Count the lines in the listing below that contain the word "green", matching case exactly, and give only the number.

### Entries provided
>>

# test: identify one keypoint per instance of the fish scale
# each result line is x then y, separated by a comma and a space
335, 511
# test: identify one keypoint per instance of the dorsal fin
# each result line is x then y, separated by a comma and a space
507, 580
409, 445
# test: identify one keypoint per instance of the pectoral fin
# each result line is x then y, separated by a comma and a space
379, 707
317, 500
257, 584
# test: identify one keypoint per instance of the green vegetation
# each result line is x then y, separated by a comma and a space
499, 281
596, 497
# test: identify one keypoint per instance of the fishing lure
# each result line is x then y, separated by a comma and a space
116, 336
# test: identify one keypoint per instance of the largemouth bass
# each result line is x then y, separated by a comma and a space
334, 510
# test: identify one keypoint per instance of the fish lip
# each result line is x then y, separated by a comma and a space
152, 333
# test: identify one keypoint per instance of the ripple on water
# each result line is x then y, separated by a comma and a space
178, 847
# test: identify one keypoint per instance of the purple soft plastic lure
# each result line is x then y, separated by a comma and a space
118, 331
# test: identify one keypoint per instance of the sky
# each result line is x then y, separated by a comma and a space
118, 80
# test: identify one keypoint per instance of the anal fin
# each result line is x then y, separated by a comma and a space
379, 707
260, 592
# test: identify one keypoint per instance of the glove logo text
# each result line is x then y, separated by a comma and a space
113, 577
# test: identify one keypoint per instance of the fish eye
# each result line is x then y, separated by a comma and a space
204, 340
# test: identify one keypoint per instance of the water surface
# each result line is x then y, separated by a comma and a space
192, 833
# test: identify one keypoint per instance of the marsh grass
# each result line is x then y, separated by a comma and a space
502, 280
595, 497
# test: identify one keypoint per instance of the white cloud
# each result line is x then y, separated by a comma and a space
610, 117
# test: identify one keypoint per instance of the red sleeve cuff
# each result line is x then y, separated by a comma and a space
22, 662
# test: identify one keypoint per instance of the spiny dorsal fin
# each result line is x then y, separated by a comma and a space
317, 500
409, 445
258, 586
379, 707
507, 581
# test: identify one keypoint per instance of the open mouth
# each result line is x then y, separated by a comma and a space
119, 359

<<
>>

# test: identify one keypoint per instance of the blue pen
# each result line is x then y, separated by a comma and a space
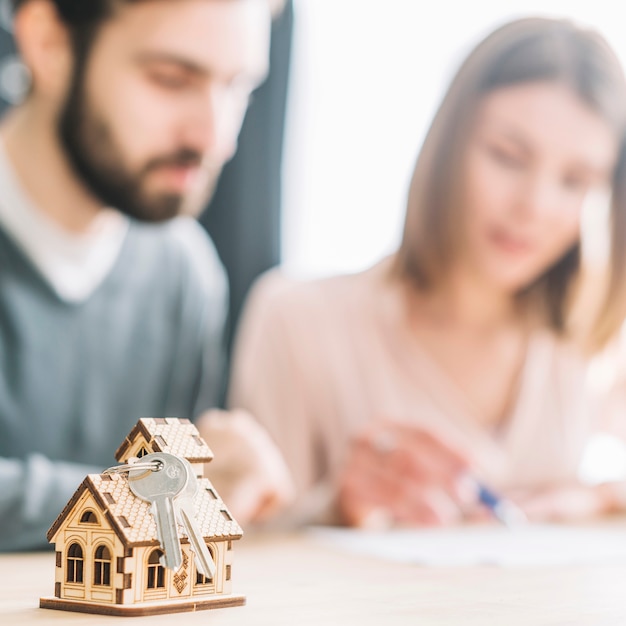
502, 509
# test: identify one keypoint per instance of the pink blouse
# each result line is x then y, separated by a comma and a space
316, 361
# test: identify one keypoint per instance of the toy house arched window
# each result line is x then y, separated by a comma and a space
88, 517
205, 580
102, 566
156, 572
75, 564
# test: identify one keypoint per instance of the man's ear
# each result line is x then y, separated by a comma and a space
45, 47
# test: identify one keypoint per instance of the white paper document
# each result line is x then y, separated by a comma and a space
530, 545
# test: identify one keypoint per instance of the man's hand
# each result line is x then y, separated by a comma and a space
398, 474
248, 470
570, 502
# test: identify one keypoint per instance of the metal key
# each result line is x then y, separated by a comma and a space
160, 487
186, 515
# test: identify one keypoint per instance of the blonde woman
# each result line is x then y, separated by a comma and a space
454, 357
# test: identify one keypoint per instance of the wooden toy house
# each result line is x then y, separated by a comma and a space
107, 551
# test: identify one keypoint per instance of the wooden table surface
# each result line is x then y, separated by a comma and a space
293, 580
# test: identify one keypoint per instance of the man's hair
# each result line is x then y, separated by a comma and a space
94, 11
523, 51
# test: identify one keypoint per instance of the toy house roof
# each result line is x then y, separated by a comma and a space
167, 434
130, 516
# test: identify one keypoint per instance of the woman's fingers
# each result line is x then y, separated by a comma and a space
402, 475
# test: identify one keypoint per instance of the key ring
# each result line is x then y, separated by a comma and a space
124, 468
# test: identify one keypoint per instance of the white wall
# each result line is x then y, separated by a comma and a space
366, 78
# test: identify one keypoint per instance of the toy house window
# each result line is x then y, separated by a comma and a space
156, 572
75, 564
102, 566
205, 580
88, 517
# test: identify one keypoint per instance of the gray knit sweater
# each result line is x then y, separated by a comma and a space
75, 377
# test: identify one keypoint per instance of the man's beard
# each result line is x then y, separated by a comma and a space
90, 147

<<
>>

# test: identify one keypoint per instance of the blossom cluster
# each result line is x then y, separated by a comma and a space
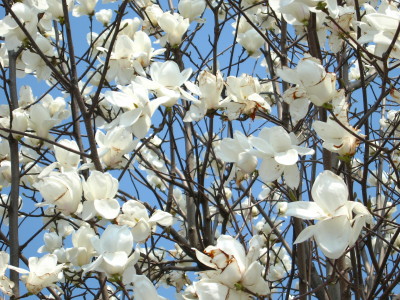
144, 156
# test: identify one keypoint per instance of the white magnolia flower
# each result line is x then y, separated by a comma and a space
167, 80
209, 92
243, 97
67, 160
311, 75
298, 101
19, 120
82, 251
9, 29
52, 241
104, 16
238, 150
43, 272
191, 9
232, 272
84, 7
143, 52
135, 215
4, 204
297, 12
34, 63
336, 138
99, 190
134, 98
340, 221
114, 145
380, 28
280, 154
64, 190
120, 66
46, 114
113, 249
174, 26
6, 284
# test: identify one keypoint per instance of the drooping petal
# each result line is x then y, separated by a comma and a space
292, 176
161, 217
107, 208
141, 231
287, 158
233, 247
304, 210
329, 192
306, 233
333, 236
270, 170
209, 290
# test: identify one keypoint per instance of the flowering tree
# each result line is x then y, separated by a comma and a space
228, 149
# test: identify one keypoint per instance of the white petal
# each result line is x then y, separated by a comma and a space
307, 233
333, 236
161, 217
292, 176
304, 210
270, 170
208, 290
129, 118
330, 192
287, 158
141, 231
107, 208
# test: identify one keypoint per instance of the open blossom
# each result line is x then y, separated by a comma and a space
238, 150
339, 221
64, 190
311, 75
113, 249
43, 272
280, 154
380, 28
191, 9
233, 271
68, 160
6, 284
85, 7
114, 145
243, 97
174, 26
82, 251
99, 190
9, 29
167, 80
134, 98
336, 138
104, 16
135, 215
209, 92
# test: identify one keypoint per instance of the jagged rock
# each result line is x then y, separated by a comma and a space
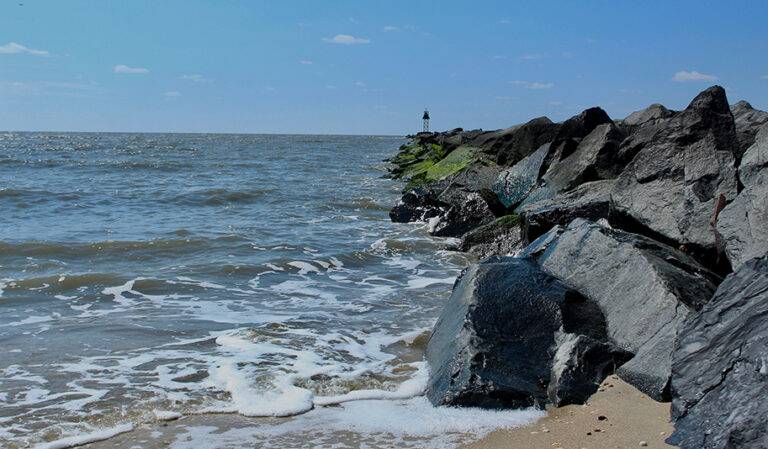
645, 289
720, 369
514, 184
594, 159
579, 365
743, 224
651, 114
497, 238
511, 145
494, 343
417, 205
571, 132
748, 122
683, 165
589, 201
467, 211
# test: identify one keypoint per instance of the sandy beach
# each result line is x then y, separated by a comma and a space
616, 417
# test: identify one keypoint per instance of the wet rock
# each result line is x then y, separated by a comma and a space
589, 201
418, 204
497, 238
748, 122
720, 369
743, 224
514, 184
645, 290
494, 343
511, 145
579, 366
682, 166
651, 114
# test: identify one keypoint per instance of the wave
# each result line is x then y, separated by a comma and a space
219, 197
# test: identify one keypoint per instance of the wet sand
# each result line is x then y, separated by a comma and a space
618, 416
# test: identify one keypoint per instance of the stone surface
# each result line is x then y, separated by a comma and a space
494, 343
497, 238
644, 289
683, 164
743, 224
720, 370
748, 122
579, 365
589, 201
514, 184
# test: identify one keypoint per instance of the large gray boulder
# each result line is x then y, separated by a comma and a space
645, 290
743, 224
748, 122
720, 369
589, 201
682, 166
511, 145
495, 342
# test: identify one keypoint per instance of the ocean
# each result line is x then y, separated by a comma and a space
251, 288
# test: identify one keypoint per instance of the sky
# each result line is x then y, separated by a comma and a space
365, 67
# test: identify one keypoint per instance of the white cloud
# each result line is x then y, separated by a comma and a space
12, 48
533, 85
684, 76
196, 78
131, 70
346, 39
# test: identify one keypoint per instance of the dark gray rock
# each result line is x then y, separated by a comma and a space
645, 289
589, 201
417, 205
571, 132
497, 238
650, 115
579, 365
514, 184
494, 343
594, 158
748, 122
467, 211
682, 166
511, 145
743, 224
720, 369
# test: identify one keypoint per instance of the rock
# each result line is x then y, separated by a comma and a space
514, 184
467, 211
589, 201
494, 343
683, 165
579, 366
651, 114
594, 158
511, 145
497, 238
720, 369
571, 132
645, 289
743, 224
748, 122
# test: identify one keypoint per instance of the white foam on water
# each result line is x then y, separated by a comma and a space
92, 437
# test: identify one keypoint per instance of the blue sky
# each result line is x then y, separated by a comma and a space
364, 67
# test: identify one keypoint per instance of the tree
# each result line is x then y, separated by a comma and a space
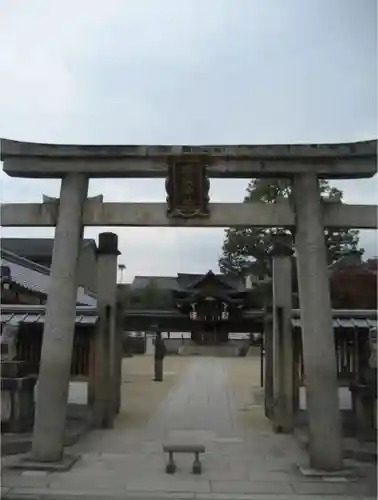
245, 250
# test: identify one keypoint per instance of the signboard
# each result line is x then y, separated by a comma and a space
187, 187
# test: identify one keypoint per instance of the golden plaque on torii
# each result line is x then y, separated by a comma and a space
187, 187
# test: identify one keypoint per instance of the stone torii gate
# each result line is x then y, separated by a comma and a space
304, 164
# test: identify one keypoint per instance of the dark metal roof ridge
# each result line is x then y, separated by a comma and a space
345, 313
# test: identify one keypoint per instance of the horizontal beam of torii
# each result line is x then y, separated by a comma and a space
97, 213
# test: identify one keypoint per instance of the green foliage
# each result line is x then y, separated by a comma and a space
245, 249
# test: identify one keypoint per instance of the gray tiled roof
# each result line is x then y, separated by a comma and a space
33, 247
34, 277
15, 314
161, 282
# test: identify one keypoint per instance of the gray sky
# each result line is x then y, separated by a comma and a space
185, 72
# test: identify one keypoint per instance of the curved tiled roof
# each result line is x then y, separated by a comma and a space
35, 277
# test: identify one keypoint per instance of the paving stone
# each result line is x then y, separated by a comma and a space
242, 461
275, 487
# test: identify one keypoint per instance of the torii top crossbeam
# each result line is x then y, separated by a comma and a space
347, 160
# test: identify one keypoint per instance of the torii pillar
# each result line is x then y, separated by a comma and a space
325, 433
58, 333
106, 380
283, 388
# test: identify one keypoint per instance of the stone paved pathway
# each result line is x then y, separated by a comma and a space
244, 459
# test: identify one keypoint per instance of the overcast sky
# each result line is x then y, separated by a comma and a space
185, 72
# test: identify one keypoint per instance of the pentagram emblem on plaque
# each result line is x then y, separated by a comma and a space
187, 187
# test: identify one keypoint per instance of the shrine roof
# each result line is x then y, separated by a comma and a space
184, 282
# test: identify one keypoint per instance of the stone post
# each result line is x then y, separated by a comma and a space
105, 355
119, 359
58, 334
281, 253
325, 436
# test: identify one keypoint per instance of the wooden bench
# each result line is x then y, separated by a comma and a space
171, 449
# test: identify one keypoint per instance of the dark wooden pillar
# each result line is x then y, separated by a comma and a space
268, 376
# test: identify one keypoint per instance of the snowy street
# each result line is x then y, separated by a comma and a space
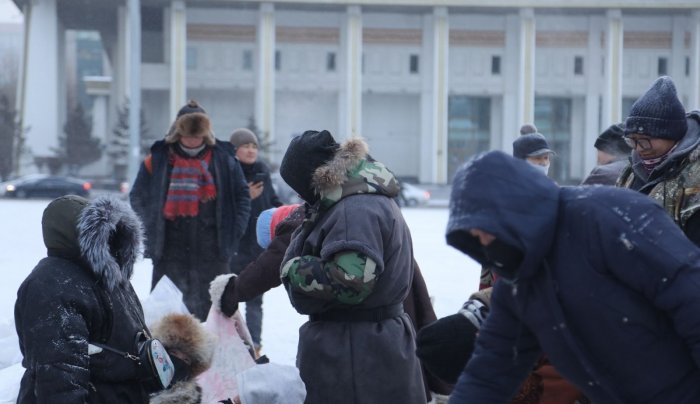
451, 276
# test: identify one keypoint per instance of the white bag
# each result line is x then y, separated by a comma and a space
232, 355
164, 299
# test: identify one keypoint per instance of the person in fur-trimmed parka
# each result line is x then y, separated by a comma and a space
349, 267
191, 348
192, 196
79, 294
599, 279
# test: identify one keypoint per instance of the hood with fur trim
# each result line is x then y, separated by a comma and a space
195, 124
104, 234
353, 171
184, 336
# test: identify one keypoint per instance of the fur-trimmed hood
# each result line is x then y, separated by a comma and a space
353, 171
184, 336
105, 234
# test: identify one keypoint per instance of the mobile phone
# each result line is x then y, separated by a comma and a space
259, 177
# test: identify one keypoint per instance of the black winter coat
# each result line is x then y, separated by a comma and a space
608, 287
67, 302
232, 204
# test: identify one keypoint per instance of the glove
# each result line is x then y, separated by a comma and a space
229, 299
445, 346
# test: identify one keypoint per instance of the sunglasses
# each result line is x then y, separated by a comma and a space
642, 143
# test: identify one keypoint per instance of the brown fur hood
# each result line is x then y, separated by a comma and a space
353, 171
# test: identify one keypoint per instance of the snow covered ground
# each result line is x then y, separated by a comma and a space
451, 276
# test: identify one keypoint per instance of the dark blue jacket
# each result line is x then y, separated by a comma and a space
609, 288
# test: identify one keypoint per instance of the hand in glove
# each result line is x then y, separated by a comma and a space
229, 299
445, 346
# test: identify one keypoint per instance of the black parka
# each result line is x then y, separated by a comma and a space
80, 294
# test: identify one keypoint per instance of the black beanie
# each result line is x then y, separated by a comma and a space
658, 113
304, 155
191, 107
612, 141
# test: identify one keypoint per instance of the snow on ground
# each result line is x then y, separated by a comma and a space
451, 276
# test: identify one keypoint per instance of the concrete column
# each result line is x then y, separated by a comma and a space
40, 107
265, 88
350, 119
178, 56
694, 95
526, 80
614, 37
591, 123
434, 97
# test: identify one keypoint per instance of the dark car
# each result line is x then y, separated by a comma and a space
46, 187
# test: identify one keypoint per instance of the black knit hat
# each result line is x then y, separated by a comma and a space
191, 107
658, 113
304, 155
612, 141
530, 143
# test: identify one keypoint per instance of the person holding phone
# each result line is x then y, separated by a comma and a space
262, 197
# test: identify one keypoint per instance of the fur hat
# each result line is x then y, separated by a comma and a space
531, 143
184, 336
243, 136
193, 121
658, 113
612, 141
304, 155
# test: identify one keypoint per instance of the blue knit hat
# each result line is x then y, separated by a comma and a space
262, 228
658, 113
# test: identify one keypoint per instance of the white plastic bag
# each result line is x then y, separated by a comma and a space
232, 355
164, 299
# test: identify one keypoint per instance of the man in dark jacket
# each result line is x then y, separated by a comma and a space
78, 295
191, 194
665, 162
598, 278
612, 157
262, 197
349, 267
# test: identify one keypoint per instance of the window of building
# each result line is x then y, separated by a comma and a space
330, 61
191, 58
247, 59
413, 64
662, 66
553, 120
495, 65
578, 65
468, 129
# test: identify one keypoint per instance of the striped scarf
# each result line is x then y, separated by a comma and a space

<<

### Correct response
2